* START SELECTED PASSAGE *
I made a script that changes the case, but result from using it on text is exactly the same text, without a single change. Can someone explain this?
var swapCase = function(letters){
for(var i = 0; i<letters.length; i++){
if(letters[i] === letters[i].toLowerCase()){
letters[i] = letters[i].toUpperCase();
}else {
letters[i] = letters[i].toLowerCase();
}
}
console.log(letters);
}
var text = 'So, today we have REALLY good day';
swapCase(text);
Like Ian said, you need to build a new string.
var swapCase = function(letters){
var newLetters = "";
for(var i = 0; i<letters.length; i++){
if(letters[i] === letters[i].toLowerCase()){
newLetters += letters[i].toUpperCase();
}else {
newLetters += letters[i].toLowerCase();
}
}
console.log(newLetters);
return newLetters;
}
var text = 'So, today we have REALLY good day';
var swappedText = swapCase(text); // "sO, TODAY WE HAVE really GOOD DAY"
You can use this simple solution.
var text = 'So, today we have REALLY good day';
var ans = text.split('').map(function(c){
return c === c.toUpperCase()
? c.toLowerCase()
: c.toUpperCase()
}).join('')
console.log(ans)
Using ES6
var text = 'So, today we have REALLY good day';
var ans = text.split('')
.map((c) =>
c === c.toUpperCase()
? c.toLowerCase()
: c.toUpperCase()
).join('')
console.log(ans)
guys! Get a little simplier code:
string.replace(/\w{1}/g, function(val){
return val === val.toLowerCase() ? val.toUpperCase() : val.toLowerCase();
});
Here is an alternative approach that uses bitwise XOR operator ^.
I feel this is more elegant than using toUppserCase/ toLowerCase methods
"So, today we have REALLY good day"
.split("")
.map((x) => /[A-z]/.test(x) ? String.fromCharCode(x.charCodeAt(0) ^ 32) : x)
.join("")
Explanation
So we first split array and then use map function to perform mutations on each char, we then join the array back together.
* END SELECTED PASSAGE *
→ EXERCISE REQUIREMENTS: Carry on the forum thread about swapping letter case in JavaScript, picking up after its final sentence. The lines after this are separate material and are not part of the case-swapping thread.
* START EXTRACTED INFORMATION *
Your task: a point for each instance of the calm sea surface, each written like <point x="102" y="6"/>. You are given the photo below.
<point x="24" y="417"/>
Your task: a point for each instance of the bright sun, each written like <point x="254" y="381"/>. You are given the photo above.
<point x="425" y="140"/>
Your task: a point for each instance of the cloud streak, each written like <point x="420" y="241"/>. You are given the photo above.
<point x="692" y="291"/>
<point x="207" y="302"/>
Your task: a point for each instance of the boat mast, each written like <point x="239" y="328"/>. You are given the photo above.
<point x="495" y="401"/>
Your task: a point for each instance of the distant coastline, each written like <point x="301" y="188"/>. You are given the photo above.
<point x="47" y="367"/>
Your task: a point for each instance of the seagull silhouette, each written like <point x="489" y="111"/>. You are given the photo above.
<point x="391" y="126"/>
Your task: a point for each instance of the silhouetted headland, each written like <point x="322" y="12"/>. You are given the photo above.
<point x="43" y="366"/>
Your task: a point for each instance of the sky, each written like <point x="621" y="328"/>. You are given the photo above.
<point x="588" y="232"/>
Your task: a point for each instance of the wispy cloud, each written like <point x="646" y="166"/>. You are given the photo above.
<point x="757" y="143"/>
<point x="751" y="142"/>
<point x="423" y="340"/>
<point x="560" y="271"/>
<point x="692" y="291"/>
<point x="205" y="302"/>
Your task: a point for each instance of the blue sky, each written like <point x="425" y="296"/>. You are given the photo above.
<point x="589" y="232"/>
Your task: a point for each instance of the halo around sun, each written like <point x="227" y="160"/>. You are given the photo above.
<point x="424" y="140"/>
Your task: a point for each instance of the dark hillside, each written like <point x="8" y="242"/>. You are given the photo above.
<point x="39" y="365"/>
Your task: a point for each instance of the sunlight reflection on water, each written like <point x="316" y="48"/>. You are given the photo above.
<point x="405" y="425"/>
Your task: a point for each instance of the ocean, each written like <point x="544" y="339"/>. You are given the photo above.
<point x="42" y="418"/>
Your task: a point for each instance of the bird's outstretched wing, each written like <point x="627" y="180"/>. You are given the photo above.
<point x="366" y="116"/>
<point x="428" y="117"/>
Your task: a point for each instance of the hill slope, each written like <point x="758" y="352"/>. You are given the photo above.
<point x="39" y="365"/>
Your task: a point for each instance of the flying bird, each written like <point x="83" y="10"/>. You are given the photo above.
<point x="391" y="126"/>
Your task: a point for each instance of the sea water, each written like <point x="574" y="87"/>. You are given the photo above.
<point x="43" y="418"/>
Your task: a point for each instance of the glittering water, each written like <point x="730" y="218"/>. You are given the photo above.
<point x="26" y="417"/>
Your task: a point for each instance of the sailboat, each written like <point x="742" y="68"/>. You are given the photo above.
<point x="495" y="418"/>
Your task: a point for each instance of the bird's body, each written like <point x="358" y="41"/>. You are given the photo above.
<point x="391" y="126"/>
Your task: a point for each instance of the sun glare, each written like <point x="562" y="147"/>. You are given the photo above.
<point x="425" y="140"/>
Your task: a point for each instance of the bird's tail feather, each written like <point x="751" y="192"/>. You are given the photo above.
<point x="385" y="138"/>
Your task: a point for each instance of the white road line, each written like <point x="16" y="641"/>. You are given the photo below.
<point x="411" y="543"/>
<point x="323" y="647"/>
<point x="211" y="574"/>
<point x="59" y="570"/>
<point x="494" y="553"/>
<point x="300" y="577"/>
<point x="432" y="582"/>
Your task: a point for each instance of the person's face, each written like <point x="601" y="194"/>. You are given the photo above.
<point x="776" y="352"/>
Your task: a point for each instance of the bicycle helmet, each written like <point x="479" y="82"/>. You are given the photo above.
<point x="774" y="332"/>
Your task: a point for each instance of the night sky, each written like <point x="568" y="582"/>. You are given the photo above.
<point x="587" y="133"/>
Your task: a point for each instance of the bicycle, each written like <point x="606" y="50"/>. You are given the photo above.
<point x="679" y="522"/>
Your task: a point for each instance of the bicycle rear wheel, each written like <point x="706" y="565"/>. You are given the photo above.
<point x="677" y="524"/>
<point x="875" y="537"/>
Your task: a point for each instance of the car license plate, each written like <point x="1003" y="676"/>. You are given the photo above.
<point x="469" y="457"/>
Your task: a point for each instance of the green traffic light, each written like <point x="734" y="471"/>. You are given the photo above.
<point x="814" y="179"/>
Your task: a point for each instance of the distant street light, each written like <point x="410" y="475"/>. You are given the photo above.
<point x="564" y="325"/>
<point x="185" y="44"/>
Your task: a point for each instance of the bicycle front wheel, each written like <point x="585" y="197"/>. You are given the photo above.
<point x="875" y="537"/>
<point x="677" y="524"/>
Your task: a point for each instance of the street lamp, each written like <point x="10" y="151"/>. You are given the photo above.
* END EXTRACTED INFORMATION *
→ OUTPUT BELOW:
Inside the map function a RegEx tests if the value is an alphabet character: /[A-z]/.test(x) if it is then we use XOR operator ^ to shift bits. This is what inverts the casing of character. charCodeAt convert char to UTF-16 code. XOR (^) operator flips the char. String.fromCharCode converts code back to char.
If RegEx gives false (not an ABC char) then the ternary operator will return character as is.
References:
String.fromCharCode
charCodeAt
Bitwise operators
Ternary operator
Map function
One liner for short mode code wars:
let str = "hELLO wORLD"
str.split("").map(l=>l==l.toLowerCase()?l.toUpperCase():l.toLowerCase()).join("")
const swapCase = (myString) => {
let newString = ''; // Create new empty string
if (myString.match(/[a-zA-Z]/)) { // ensure the parameter actually has letters, using match() method and passing regular expression.
for (let x of myString) {
x == x.toLowerCase() ? x = x.toUpperCase() : x = x.toLowerCase();
newString += x; // add on each conversion to the new string
}
} else {
return 'String is empty, or there are no letters to swap.' // In case parameter contains no letters
}
return newString; // output new string
}
// Test the function.
console.log(swapCase('Work Today Was Fun')); // Output: wORK tODAY wAS fUN
console.log(swapCase('87837874---ABCxyz')); // Output: 87837874---abcXYZ
console.log(swapCase('')); // Output: String is empty, or there are no letters to swap.
console.log(swapCase('12345')); // Output: String is empty, or there are no letters to swap.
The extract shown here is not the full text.